Your objective:
Return the entire listing, character for character.

Data for the task:
*** Begin section ***

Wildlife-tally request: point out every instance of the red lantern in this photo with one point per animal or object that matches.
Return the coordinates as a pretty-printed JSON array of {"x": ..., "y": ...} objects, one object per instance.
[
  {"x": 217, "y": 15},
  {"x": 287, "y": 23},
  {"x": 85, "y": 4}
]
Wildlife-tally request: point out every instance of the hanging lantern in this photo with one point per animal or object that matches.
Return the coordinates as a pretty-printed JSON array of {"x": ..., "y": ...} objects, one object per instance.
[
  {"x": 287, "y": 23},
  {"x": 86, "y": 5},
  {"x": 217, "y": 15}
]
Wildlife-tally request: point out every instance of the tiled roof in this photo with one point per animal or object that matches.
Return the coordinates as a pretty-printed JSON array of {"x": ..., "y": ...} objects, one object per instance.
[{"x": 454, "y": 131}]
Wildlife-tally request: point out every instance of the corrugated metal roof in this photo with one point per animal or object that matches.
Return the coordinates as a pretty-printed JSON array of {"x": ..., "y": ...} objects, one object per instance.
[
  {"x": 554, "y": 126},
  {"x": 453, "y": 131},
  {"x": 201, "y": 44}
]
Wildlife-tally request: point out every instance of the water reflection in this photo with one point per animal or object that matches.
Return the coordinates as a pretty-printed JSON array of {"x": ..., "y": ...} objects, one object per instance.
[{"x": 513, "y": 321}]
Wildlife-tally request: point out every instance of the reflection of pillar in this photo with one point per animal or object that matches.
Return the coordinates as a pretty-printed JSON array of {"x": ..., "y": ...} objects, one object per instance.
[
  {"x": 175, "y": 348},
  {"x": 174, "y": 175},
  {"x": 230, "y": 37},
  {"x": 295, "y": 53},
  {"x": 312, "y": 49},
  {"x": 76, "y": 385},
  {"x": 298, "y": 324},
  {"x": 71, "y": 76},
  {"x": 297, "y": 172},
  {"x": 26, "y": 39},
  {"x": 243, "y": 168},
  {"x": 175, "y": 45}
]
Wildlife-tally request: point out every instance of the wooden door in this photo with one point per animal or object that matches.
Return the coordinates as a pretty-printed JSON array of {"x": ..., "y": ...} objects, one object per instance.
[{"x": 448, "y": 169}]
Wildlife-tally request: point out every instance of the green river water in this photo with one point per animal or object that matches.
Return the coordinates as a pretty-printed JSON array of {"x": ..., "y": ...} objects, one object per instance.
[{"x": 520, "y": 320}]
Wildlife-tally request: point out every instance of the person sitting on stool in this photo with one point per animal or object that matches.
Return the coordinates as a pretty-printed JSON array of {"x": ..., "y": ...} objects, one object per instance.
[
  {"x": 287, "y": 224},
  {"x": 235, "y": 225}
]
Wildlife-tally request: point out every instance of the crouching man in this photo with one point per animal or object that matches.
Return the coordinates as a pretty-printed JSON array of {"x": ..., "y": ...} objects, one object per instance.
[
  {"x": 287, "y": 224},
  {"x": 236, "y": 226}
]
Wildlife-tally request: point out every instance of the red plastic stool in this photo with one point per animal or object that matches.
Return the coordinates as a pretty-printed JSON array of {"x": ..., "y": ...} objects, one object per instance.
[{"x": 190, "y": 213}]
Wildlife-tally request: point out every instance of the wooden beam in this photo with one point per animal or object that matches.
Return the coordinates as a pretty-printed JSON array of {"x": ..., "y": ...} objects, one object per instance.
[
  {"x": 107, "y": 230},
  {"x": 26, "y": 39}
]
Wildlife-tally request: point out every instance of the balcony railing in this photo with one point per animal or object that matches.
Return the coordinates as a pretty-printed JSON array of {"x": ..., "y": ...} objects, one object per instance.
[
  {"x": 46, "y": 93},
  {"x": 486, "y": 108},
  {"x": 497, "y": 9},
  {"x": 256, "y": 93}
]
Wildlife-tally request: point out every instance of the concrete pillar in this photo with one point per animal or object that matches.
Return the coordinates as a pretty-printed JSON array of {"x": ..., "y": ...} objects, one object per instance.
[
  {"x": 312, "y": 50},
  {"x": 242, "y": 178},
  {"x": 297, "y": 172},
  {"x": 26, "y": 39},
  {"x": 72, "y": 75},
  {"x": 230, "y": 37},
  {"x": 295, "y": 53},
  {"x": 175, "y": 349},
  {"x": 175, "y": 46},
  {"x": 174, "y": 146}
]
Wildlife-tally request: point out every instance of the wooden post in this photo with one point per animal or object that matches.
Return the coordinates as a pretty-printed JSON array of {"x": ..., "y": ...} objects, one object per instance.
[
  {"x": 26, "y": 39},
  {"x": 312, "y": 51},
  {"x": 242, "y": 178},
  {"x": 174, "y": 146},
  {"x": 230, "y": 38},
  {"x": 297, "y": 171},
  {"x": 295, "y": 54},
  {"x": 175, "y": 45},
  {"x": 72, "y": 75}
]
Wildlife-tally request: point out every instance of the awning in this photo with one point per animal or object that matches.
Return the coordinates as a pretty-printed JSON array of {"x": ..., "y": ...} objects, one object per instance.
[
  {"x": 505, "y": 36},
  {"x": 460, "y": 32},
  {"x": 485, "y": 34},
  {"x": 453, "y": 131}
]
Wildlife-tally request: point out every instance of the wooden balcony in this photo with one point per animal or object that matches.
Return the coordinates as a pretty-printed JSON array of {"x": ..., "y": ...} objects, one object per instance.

*** End section ***

Solved exercise:
Wildlife-tally request: point out every instance of the red lantern in this photo with one point per animal or object that matches.
Return the coordinates as a pretty-printed JSON array of {"x": ..., "y": ...} objects, one object per instance.
[
  {"x": 217, "y": 15},
  {"x": 287, "y": 23},
  {"x": 85, "y": 4}
]
Wildlife-tally request: point out every instance of the hanging lantern in this photo with one point per animal or object that matches.
Return the coordinates as a pretty-printed JSON array of {"x": ..., "y": ...} objects, one object per instance.
[
  {"x": 287, "y": 23},
  {"x": 86, "y": 5},
  {"x": 217, "y": 15}
]
Wildlife-tally request: point out every instance of the tiled roof in this photo with one point per animal or object that matches.
Return the coordinates as a pretty-printed JSON array of {"x": ..., "y": ...} objects, one object per instance.
[{"x": 454, "y": 131}]
Wildlife-tally request: point out every instance of the corrugated metal roof in this photo with one point per animal or object that matches.
Return the coordinates as a pretty-printed JSON array of {"x": ..., "y": ...} objects, one object per instance.
[
  {"x": 554, "y": 126},
  {"x": 453, "y": 131},
  {"x": 201, "y": 44}
]
Wildlife-tally request: point out every instance of the water reflection in this photo with one point per animal or object that matches.
Return the coordinates as a pretty-printed JSON array of {"x": ..., "y": ...} objects, one object per instance.
[{"x": 513, "y": 321}]
Wildlife-tally request: point out every instance of the reflection of pillar in this photo with one point per animal or object that matches.
Return the coordinates as a pretty-printed JSON array of {"x": ..., "y": ...} objects, one object per instance.
[
  {"x": 175, "y": 348},
  {"x": 174, "y": 175},
  {"x": 230, "y": 37},
  {"x": 295, "y": 53},
  {"x": 312, "y": 49},
  {"x": 76, "y": 385},
  {"x": 298, "y": 324},
  {"x": 71, "y": 76},
  {"x": 297, "y": 172},
  {"x": 26, "y": 39},
  {"x": 243, "y": 168},
  {"x": 175, "y": 45}
]
Wildlife-tally request: point out every instance of the wooden door in this photo with one point per animal or object that matches.
Return the coordinates as a pretty-printed JSON array of {"x": ..., "y": ...} objects, one object per instance.
[{"x": 448, "y": 169}]
Wildlife-tally request: point out every instance of the green river water in this photo with one point per animal or object that matches.
Return the coordinates as a pretty-printed JSON array of {"x": ..., "y": ...} objects, one object per instance.
[{"x": 520, "y": 320}]
Wildlife-tally request: point out every instance of the person sitting on stool in this photo with one point per animal or object that matches.
Return the coordinates as a pretty-printed JSON array of {"x": ..., "y": ...} objects, one object per instance.
[
  {"x": 287, "y": 224},
  {"x": 235, "y": 225}
]
Wildlife-tally request: point out every instance of the crouching man in this photo with one point per animal or object that matches.
Return the coordinates as a pretty-printed JSON array of {"x": ..., "y": ...} objects, one object per instance.
[
  {"x": 287, "y": 224},
  {"x": 236, "y": 226}
]
Wildlife-tally request: point out every instance of the red plastic stool in this photo with one point per animal or object that matches.
Return the coordinates as a pretty-printed JSON array of {"x": ..., "y": ...} objects, one object per instance.
[{"x": 190, "y": 213}]
Wildlife-tally request: point out every instance of the wooden beam in this photo with one point per animal or object that matches.
Return the coordinates as a pretty-printed JSON array of {"x": ..., "y": ...} objects, one object per instance.
[
  {"x": 107, "y": 230},
  {"x": 26, "y": 39}
]
Wildlife-tally request: point out every instance of the balcony railing in this photo with one point per animal or object that matches.
Return the coordinates as a pretty-printed JSON array of {"x": ..., "y": ...} objects, one object per instance.
[
  {"x": 46, "y": 93},
  {"x": 486, "y": 108},
  {"x": 497, "y": 9},
  {"x": 256, "y": 93}
]
Wildlife-tally request: point out every instance of the concrete pillar in this photo with one point per animal or object that matches.
Return the coordinates as a pretty-printed JSON array of {"x": ..., "y": ...} objects, one object per instance.
[
  {"x": 312, "y": 50},
  {"x": 242, "y": 178},
  {"x": 297, "y": 172},
  {"x": 26, "y": 39},
  {"x": 72, "y": 75},
  {"x": 230, "y": 37},
  {"x": 295, "y": 53},
  {"x": 175, "y": 349},
  {"x": 175, "y": 46},
  {"x": 174, "y": 146}
]
Wildlife-tally request: point out every instance of the wooden post in this photo with one point per animal or object that matches.
Return the coordinates as a pretty-printed JSON array of {"x": ..., "y": ...} objects, one object per instance.
[
  {"x": 26, "y": 39},
  {"x": 312, "y": 51},
  {"x": 242, "y": 178},
  {"x": 174, "y": 146},
  {"x": 230, "y": 38},
  {"x": 297, "y": 171},
  {"x": 295, "y": 54},
  {"x": 175, "y": 45},
  {"x": 72, "y": 75}
]
Wildlife-tally request: point out every instance of the awning in this photo with one point per animal or object that matches.
Return the coordinates as a pretty-printed JSON array of {"x": ..., "y": ...} objects, one object per instance.
[
  {"x": 505, "y": 36},
  {"x": 460, "y": 32},
  {"x": 485, "y": 34},
  {"x": 453, "y": 131}
]
Wildlife-tally request: point out every instance of the wooden balcony in this photo with one point per animal or object that matches.
Return the coordinates as a pretty-printed JSON array of {"x": ..., "y": ...} objects, one object per instance.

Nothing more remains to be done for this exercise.